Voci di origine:

★ ★ ★ ★ ★

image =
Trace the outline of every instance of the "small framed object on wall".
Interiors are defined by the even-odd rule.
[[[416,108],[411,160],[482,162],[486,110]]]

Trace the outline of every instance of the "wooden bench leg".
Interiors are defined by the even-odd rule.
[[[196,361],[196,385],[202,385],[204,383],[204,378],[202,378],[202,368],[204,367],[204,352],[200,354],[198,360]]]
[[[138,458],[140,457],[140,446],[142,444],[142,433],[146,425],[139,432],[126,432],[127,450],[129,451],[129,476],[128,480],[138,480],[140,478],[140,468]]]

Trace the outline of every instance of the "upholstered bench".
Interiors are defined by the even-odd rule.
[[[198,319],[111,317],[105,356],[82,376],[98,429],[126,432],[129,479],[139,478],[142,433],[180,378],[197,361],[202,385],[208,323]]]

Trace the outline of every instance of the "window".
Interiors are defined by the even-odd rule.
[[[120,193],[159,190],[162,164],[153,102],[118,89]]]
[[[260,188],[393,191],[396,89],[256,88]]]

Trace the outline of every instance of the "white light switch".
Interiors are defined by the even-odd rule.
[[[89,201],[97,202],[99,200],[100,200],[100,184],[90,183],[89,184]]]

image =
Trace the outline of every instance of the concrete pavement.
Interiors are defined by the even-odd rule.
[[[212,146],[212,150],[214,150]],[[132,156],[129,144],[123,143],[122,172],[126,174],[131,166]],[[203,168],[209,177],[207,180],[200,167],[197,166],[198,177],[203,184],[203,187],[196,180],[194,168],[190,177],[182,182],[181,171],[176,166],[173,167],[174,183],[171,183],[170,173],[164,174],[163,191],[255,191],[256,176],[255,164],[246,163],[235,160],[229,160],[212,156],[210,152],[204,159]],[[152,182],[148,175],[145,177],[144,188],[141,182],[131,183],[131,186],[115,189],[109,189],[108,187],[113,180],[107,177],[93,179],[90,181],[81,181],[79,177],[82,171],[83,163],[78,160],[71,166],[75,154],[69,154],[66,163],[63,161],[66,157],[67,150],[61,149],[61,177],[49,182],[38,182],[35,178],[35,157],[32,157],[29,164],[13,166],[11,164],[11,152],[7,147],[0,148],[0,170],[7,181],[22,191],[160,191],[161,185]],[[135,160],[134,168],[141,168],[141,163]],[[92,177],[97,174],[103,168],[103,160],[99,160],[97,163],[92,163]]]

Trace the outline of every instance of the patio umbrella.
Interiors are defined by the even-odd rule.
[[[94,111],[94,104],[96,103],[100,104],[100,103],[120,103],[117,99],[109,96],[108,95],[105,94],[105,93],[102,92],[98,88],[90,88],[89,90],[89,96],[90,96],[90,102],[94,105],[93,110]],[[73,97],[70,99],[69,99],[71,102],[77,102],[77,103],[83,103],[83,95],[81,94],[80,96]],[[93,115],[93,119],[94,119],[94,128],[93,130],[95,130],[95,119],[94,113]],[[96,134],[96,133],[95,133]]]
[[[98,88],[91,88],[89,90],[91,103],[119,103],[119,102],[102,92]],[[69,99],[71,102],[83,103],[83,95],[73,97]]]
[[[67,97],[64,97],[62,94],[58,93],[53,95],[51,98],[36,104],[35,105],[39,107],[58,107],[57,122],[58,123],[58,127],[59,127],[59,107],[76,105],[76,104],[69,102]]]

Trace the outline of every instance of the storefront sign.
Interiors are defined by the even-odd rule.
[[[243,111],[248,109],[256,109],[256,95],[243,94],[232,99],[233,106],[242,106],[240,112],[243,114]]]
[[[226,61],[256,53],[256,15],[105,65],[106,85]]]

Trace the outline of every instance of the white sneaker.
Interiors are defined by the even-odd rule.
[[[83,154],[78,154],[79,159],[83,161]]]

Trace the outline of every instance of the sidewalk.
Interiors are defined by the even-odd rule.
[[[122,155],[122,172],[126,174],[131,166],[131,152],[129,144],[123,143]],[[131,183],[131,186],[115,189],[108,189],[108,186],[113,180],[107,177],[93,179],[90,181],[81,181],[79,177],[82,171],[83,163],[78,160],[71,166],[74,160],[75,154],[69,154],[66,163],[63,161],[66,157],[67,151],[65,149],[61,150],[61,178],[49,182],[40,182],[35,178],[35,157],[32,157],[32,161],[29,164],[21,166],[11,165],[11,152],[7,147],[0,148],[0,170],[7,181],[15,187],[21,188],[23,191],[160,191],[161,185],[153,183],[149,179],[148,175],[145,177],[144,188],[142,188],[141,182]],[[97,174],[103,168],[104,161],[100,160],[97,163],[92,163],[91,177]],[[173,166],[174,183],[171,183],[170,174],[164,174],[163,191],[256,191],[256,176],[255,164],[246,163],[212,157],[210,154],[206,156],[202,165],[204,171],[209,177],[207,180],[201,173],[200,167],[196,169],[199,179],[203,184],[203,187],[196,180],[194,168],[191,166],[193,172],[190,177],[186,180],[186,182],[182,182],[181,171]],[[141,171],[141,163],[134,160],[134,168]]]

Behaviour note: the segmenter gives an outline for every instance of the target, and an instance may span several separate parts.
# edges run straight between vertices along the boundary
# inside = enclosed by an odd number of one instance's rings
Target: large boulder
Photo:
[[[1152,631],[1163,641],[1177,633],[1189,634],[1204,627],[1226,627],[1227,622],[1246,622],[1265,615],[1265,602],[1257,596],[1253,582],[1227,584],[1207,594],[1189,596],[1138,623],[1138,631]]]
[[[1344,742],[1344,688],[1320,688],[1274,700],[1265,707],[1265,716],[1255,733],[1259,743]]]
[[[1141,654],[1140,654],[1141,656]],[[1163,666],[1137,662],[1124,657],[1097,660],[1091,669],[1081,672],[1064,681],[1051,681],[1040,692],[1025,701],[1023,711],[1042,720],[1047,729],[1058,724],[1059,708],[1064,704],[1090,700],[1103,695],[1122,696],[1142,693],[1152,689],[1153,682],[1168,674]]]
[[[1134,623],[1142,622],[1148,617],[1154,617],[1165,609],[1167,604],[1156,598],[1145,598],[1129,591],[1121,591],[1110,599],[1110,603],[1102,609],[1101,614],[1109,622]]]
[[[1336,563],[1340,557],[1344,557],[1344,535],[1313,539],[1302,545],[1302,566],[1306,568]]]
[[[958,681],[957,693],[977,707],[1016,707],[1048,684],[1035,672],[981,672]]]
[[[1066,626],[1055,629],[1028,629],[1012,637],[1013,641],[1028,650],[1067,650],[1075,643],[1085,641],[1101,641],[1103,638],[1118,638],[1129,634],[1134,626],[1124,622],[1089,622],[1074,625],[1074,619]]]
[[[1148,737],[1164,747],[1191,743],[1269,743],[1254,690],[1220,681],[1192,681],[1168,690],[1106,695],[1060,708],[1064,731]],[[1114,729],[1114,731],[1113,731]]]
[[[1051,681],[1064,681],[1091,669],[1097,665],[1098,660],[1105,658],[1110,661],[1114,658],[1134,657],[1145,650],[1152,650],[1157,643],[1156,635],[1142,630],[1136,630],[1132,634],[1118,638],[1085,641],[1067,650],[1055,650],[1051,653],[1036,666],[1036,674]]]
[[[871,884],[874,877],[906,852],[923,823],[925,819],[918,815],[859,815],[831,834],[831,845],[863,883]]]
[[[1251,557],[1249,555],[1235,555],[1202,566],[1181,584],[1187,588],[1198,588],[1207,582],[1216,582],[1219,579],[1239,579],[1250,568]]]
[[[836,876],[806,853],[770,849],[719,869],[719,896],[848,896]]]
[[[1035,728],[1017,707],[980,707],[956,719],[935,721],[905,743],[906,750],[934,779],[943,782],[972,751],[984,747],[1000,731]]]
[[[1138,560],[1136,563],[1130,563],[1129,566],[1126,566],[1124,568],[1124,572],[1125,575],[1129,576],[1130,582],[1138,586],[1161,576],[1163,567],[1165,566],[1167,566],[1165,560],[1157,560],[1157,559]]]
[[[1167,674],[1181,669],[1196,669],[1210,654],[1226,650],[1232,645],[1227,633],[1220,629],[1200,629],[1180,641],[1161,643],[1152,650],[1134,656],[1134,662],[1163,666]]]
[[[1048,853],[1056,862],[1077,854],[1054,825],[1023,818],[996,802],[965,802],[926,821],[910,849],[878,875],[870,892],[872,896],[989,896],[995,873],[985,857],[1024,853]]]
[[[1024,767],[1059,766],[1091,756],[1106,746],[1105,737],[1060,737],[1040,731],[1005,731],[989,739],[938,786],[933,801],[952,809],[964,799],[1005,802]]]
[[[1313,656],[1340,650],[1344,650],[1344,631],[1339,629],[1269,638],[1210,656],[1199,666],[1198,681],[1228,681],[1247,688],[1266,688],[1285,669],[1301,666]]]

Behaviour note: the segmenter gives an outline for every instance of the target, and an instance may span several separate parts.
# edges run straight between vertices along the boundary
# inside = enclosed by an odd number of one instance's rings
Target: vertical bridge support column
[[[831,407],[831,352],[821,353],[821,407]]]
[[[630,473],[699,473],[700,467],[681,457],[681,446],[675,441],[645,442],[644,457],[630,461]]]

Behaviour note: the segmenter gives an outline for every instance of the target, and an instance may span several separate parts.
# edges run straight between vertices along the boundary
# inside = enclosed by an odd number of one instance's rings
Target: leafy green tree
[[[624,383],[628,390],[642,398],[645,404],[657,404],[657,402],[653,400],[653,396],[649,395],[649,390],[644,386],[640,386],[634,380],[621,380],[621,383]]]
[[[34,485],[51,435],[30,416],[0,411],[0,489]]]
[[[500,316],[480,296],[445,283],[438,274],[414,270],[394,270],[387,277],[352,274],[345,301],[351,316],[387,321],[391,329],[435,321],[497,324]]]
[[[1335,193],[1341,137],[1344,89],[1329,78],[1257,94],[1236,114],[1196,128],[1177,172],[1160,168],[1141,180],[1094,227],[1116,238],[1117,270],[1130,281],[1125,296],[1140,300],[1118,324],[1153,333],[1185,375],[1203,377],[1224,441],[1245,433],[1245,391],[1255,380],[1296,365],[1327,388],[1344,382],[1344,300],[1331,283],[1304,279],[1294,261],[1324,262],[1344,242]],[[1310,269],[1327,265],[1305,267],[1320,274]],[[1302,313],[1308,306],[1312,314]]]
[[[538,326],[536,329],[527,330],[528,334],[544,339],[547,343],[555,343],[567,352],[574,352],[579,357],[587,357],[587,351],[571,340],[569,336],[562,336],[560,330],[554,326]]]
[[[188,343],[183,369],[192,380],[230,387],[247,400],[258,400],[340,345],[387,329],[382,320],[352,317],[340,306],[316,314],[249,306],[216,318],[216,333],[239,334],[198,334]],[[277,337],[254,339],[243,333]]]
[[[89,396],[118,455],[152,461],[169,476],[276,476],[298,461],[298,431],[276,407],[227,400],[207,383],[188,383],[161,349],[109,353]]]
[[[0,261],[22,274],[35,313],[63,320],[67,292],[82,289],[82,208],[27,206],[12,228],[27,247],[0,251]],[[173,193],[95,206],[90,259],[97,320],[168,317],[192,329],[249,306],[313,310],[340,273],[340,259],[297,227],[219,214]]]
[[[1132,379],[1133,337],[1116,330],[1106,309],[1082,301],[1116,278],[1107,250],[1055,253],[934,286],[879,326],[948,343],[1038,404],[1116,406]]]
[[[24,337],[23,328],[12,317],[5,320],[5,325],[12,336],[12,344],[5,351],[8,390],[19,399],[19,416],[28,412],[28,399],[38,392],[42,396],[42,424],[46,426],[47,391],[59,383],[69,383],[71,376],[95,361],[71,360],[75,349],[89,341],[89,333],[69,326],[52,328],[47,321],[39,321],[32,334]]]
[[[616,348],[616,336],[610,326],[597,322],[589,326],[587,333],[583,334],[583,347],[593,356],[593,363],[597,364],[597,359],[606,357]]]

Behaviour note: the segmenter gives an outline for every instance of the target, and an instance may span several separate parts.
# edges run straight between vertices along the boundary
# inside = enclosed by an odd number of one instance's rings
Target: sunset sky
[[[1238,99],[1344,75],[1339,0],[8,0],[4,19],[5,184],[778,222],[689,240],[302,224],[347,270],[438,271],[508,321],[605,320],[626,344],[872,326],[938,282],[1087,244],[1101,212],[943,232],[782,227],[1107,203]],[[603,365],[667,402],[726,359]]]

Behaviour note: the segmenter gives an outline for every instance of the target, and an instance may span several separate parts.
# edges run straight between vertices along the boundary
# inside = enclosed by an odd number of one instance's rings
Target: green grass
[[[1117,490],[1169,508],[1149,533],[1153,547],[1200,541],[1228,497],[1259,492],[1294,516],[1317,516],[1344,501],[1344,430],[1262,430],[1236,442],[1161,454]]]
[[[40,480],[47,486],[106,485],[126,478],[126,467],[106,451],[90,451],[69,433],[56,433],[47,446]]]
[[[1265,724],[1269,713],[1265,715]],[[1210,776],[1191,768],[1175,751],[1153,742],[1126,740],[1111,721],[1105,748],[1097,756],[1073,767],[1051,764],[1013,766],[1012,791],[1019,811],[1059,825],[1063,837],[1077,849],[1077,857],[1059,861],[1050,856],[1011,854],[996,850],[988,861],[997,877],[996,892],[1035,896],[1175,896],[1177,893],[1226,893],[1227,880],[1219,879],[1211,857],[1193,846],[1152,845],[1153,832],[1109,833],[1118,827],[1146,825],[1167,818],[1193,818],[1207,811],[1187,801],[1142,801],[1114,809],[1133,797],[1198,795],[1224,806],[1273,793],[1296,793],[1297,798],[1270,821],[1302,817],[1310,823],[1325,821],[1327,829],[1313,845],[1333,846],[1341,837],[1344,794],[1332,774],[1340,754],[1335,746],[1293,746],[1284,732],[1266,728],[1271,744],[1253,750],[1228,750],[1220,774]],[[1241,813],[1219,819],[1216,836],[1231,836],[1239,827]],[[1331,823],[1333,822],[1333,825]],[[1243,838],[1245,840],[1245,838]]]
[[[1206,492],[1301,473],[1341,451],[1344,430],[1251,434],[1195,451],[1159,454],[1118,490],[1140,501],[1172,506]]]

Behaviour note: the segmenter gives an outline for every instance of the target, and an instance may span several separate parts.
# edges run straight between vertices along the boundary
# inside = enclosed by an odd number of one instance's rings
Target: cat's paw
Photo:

★ ★ ★ ★ ★

Consegna scritta — Disponi in una tabella Markdown le righe delle voci, dall'inizio fino alla riga con "[[[416,108],[411,160],[482,162],[486,110]]]" inclusa, tralasciando quelle vuote. Metti il numero progressivo nella colonna "Posizione" e la riga nella colonna "Testo".

Risposta alla consegna —
| Posizione | Testo |
|---|---|
| 1 | image = |
| 2 | Trace the outline of every instance of the "small framed object on wall". |
| 3 | Interiors are defined by the even-odd rule. |
| 4 | [[[416,108],[411,160],[482,162],[486,110]]] |